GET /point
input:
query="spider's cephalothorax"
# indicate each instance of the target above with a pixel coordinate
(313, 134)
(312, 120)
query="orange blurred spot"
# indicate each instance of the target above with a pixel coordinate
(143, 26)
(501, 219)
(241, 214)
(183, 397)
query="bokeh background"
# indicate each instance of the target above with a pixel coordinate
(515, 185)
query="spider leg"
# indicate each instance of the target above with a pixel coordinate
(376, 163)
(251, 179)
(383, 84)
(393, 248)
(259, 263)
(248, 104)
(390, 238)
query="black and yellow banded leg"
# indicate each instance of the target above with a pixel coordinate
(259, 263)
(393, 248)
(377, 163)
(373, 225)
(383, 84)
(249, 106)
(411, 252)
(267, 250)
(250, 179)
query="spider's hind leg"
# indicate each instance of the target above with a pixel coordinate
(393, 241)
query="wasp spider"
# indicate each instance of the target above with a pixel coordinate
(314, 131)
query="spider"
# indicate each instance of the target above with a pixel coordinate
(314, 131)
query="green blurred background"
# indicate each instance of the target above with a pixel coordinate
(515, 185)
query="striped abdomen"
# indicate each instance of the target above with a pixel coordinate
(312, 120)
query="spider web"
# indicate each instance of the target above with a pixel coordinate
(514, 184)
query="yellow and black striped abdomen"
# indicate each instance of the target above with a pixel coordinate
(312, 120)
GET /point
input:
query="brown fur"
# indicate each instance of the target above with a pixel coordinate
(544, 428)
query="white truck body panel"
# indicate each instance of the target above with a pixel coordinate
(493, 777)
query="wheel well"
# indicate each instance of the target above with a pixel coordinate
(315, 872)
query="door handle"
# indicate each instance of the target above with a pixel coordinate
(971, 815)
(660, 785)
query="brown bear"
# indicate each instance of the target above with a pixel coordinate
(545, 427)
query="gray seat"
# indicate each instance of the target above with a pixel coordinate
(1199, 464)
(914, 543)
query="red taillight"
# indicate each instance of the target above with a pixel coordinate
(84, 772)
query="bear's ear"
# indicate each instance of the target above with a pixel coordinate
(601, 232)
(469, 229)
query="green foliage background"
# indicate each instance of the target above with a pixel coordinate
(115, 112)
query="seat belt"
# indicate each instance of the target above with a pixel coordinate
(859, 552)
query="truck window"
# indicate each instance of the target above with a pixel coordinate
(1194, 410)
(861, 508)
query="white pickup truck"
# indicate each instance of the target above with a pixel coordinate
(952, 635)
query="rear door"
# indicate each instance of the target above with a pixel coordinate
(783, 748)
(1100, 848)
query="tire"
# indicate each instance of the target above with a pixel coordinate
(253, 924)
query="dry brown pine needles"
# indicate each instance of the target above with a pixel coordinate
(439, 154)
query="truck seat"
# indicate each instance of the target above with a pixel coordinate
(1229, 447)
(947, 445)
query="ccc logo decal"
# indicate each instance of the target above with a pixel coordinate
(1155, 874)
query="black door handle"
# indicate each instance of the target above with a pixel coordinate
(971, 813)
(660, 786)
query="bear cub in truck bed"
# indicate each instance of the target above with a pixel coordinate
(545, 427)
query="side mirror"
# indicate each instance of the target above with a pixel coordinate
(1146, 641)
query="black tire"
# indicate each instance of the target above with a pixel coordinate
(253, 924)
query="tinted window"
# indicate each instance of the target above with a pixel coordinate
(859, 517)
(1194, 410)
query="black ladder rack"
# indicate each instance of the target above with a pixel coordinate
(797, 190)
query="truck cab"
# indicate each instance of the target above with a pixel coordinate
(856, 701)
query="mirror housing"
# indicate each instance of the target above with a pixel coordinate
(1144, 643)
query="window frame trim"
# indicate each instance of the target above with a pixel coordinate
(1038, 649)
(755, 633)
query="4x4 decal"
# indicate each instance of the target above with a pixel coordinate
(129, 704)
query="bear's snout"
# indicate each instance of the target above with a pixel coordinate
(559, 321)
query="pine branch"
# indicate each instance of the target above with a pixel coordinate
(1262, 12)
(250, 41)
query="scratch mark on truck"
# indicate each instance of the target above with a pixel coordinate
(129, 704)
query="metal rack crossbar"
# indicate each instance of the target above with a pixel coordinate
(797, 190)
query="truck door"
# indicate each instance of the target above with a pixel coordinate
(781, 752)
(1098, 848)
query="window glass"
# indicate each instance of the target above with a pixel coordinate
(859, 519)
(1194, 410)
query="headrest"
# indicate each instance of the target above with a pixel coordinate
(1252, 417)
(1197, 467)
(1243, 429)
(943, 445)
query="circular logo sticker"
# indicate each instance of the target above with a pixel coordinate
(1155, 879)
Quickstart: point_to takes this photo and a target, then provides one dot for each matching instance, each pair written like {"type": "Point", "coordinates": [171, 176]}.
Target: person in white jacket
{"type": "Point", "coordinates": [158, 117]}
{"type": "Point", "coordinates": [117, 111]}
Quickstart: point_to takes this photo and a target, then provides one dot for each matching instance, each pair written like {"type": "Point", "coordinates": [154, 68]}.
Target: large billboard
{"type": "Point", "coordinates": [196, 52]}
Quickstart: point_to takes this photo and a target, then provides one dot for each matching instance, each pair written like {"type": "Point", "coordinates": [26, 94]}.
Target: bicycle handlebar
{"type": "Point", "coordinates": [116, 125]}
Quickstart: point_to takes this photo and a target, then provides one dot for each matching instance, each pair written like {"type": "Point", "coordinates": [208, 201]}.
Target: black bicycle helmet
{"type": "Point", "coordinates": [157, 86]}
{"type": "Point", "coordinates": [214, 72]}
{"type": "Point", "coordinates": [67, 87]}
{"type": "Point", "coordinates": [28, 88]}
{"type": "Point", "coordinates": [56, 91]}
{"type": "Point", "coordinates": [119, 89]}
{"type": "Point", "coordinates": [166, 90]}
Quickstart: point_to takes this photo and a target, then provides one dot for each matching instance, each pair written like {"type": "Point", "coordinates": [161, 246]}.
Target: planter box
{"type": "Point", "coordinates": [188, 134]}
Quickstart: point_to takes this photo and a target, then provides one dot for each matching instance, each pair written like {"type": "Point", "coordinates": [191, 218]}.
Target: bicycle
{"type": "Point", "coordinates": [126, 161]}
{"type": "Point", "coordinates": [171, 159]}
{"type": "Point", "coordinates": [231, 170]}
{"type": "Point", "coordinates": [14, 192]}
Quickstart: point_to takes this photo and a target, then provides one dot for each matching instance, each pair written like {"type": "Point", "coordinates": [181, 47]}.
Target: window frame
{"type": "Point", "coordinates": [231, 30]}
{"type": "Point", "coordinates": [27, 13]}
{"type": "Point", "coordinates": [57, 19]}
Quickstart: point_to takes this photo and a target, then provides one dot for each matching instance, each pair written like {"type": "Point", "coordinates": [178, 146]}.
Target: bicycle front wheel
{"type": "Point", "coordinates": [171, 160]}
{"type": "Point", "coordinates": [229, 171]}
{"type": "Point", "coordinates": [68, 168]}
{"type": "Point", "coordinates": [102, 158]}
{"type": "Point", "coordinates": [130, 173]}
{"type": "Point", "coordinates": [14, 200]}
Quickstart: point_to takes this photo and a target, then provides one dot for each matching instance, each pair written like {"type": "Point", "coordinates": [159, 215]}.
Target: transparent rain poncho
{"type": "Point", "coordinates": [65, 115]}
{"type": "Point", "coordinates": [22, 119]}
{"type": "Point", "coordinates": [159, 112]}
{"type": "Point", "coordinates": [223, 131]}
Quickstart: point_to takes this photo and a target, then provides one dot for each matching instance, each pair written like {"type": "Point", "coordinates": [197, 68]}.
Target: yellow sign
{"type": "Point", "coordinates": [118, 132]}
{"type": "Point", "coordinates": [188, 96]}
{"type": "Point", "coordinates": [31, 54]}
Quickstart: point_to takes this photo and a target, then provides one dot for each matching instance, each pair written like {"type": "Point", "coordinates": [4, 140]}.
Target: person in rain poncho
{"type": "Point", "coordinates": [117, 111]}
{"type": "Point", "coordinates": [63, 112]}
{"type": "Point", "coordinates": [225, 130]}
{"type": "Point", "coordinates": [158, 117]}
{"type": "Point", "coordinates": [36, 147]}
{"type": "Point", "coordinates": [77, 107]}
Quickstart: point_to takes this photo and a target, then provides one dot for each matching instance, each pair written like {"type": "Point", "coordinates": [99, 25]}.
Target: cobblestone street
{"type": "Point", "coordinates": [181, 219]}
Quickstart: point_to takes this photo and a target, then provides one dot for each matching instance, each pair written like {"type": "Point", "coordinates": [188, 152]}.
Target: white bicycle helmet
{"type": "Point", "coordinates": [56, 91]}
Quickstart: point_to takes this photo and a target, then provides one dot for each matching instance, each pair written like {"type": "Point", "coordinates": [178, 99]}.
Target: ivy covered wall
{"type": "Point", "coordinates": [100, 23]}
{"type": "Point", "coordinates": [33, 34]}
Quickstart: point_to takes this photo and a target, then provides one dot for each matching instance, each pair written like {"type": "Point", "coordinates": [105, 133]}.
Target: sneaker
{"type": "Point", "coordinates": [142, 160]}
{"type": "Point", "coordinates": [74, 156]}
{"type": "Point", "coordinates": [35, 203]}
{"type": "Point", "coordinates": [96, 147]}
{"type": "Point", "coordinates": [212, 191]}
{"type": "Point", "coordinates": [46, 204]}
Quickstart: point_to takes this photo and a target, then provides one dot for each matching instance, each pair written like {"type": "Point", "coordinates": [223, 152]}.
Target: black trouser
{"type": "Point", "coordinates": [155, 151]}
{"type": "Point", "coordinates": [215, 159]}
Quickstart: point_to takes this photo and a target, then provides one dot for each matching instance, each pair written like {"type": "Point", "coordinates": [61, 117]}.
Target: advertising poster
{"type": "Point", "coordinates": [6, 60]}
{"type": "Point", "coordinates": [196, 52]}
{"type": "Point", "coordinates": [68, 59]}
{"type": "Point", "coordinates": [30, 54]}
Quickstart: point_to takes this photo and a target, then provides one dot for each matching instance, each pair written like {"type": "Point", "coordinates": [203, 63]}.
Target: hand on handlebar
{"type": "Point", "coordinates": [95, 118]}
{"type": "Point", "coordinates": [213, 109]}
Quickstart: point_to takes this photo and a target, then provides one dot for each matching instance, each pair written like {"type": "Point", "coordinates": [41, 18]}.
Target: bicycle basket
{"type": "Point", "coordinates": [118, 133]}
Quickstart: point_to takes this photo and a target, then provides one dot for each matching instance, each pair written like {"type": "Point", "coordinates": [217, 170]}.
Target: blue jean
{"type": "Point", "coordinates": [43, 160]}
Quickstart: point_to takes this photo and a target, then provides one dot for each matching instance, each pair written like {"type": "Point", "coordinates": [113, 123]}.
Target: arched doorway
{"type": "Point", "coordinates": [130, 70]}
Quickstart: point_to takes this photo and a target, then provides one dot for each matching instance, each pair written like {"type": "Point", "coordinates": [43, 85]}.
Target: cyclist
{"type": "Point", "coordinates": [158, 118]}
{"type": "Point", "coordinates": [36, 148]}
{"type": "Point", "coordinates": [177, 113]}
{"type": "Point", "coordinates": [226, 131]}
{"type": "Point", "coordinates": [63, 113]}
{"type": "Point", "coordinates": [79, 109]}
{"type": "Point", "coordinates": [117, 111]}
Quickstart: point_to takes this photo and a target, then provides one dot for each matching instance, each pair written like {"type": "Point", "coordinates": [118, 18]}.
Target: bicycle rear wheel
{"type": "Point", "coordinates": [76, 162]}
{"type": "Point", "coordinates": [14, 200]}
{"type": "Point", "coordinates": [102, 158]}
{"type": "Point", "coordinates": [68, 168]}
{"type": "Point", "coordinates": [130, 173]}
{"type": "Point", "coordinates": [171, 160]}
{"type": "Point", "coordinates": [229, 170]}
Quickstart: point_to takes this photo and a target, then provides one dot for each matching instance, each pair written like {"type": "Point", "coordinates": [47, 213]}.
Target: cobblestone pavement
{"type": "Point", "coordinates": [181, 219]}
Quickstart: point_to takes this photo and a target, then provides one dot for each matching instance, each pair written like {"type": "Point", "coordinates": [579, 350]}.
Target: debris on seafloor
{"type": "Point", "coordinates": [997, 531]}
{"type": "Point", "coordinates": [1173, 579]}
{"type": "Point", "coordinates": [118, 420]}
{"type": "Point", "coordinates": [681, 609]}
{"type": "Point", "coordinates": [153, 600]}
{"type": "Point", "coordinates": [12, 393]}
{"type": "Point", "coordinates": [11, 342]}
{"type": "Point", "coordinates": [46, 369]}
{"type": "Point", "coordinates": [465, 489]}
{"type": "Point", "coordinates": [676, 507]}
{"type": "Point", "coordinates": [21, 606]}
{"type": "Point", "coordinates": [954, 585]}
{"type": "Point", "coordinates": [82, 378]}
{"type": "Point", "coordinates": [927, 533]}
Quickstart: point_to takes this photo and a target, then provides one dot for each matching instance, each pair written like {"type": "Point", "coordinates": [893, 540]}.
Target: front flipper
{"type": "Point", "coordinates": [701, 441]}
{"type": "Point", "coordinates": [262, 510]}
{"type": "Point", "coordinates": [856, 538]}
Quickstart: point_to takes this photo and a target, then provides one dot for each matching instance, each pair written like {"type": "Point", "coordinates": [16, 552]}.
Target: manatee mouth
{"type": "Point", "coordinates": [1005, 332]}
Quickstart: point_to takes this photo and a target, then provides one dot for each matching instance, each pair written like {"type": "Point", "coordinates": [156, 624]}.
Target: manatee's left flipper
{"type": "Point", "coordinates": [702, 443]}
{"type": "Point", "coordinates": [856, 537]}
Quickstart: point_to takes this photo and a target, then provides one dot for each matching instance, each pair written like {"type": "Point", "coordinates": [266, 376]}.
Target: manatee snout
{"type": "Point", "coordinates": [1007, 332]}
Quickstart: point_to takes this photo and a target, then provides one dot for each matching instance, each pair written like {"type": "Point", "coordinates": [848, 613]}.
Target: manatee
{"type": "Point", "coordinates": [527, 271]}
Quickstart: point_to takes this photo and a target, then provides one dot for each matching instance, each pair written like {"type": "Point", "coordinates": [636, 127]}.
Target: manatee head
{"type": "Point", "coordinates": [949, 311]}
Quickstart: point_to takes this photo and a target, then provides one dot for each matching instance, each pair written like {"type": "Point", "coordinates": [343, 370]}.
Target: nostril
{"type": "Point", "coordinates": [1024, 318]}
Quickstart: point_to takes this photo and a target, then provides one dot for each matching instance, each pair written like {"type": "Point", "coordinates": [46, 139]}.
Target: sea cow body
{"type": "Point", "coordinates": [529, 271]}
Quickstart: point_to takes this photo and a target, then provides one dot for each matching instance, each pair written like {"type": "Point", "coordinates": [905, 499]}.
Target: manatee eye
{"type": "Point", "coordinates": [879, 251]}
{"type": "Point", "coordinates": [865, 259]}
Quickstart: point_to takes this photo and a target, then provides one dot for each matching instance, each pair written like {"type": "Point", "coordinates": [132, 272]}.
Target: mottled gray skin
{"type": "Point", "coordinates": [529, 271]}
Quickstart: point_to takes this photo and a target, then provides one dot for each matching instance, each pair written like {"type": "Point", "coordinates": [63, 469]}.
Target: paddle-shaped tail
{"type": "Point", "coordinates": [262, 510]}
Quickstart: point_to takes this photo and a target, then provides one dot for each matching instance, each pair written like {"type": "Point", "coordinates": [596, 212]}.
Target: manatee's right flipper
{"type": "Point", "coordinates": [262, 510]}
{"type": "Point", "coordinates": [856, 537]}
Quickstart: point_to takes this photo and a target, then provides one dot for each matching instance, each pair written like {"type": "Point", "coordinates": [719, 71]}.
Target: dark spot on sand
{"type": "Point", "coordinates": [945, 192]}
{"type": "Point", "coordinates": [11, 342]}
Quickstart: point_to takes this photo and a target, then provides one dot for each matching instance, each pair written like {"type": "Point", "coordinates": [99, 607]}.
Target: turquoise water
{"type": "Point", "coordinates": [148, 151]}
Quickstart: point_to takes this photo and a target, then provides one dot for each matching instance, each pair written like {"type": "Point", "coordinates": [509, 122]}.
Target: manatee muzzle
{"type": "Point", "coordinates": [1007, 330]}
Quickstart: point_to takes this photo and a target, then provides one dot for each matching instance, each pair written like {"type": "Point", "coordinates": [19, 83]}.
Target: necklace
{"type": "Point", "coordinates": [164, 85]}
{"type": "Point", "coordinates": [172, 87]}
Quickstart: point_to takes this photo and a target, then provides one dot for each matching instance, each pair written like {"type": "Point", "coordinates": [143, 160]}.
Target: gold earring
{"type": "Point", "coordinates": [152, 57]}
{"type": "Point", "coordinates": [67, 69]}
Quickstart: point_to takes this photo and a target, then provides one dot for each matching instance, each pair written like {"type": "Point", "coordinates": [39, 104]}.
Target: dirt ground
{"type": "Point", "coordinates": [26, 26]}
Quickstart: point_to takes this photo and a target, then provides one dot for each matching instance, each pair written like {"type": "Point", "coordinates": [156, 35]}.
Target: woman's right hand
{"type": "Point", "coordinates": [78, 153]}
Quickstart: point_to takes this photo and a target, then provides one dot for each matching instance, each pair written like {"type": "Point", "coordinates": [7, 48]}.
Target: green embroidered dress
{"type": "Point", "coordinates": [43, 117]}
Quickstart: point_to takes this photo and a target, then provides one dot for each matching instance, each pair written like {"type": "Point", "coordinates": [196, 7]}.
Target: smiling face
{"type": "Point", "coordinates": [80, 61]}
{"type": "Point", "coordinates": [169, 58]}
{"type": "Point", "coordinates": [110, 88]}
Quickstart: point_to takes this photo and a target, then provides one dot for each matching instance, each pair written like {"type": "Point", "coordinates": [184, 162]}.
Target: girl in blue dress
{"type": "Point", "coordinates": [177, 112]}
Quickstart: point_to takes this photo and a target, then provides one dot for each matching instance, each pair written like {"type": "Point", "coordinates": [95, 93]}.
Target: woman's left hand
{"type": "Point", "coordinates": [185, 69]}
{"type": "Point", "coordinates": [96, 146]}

> _WHAT YOU SHOULD DO_: Using the listing, collect all lines in which the string "background" is found.

> _ANSWER TO THE EXERCISE_:
query="bokeh background"
query="green blurred background"
query="green foliage background"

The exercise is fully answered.